§ **Goal of the exercise**: Find the lines in the records below that contain "marker", and report each of them.

§ **Entries provided**:
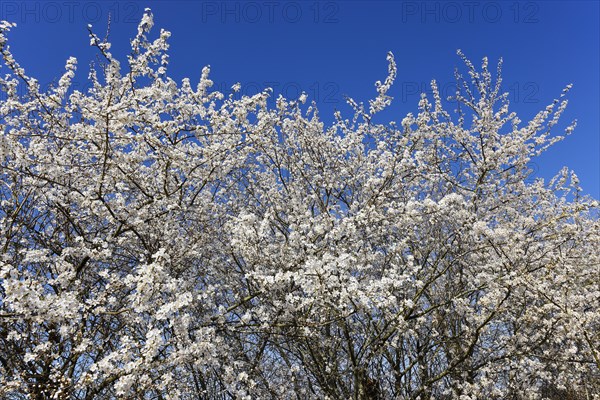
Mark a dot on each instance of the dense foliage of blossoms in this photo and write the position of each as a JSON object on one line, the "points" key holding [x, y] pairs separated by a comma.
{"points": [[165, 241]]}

---

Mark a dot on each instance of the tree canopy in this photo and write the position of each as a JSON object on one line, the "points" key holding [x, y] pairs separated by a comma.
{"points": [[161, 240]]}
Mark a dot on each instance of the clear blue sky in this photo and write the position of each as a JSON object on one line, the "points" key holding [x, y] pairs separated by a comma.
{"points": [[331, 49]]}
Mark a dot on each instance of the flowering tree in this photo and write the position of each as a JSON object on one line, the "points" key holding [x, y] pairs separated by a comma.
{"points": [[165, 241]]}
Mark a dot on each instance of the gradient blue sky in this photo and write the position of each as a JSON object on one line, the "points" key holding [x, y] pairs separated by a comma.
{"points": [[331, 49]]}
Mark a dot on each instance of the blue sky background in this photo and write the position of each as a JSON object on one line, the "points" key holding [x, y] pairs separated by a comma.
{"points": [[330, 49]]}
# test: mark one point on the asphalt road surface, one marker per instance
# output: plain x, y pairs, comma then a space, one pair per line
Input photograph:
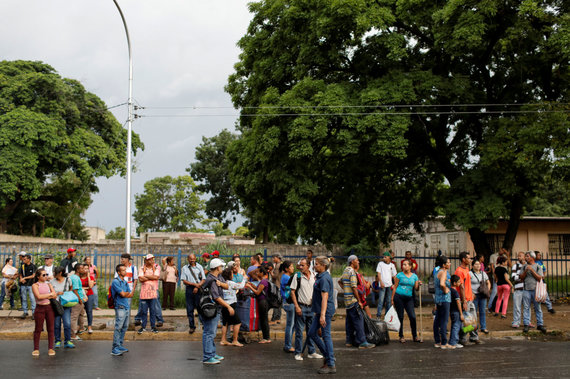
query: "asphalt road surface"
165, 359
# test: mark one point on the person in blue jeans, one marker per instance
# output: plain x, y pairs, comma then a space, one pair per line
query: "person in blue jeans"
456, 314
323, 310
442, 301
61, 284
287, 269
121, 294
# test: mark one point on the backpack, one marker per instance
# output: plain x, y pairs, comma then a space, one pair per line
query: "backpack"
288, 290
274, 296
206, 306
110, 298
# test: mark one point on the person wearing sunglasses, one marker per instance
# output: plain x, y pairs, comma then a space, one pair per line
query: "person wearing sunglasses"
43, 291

§ **Task answer**:
# test: mark one point on the asphalt road surface, one marker per instance
# test: mark one point on the person in blue jeans, one marker per instance
# test: mark one point on the backpack, one marker per instance
# test: mark one point on the person wearing sunglasses, one marker per instance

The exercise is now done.